Document extract Block Start
INDIANAPOLIS — Two of Indiana's former lietenant governors, a Republican and a Democrat, are pushing the state to approve mail-in voting in time for the November elections.
Kathy Davis, a Democrat, said other states have proven the process is secure and safe from voter fraud. John Mutz, a Republican, insists mail-in voting is the right thing to do for Hoosiers.
Hundreds of thousands of Indiana voters already trust the postal service with their votes. Supporters want voting rules changed so even more voters can cast their ballots at their convenience and avoid a time-consuming trip to the polls.
The June primary election and long lines at the polls frustrated thousands of voters, overwhelmed local election officials with mountains of absentee ballots and fueled the argument surrounding absentee and mail-in voting.
There is a difference between absentee and mail-in voting. Under election law, absentee voters need to have a reason, such as a physical infirmity that prevents them from voting in person. Mail-in voters don't need an excuse and can receive a ballot by asking for one. Both do need to be registered to vote.
Because of the COVID-19 pandemic, state election officials suspended the rules for the primary. They authorized so called "no excuse" mail-in voting. Voters could choose to vote at a polling place or a mailbox just because they wanted to.
Document extract Block End
Provided data Block Start
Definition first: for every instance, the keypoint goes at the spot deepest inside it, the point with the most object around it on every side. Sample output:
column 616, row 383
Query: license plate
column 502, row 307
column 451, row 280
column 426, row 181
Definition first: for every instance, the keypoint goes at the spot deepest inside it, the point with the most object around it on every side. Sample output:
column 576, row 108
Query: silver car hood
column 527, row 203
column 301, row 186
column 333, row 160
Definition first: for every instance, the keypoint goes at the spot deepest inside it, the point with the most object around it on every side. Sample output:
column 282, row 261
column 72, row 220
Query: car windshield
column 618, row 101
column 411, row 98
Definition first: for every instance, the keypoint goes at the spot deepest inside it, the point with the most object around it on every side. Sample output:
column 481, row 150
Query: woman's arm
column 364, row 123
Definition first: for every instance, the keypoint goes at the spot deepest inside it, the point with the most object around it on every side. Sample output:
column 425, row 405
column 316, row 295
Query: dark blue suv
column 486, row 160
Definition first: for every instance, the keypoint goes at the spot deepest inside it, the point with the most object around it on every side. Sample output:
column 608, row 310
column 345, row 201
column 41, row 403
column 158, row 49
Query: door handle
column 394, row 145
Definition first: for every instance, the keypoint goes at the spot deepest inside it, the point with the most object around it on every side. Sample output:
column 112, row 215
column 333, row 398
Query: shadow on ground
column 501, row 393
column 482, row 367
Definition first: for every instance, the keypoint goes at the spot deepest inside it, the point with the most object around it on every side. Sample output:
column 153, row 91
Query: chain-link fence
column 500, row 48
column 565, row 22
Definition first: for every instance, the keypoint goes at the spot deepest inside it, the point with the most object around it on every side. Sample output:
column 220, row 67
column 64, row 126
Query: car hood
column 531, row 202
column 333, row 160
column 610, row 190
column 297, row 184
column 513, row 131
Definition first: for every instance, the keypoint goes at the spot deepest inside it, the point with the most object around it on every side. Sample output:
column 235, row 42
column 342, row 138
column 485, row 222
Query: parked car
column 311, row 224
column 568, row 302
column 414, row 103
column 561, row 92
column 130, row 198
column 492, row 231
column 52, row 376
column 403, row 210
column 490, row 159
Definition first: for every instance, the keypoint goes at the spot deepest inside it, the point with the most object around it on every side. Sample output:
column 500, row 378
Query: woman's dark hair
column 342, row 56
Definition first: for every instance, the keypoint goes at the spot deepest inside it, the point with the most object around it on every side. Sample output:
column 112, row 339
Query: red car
Provided data Block End
§ Check your understanding:
**A.** Using the mail-in voting article, decide whether each statement agrees with it: (i) Absentee voters must have a reason for voting absentee; (ii) mail-in voters do not need to be registered to vote; (iii) Kathy Davis is a Republican. Answer yes or no for each, and quote the words from the article that settle it.
**B.** Carry on the mail-in voting article from the point where it stops.

§ Answer set:
**A.**
(i) Yes: "absentee voters need to have a reason"
(ii) No: "Both do need to be registered to vote."
(iii) No: "Kathy Davis, a Democrat"

**B.**
With the presidential and gubernatorial elections less than 100 days away, the Indiana Election Commission hasn't had a single meeting to discuss what voting rules will apply in November.
Barbara Tully is the president of Indiana Vote by Mail, which is lobbying for Indiana to join a half-dozen states to allow mail-in voting.
"Voters are confused. Now they are going, 'Oh my God. I have to apply now. After I applied, I need to choose a reason. None of these reason's apply to me,'" Tully explained. "What we really hope for is increases in voter turnout. We want to bring more people into the voting process."
But there are serious questions to overcome. There is the cost of printing and mailing hundreds of thousands of ballots. That is on top of the money to hire workers to count them all.
Although there has been no substantiated evidence of voter fraud, opponents question security of absentee and mail-in balloting. There is no question about its popularity. In 2016, the last presidential election, one third of Indiana voters cast absentee ballots.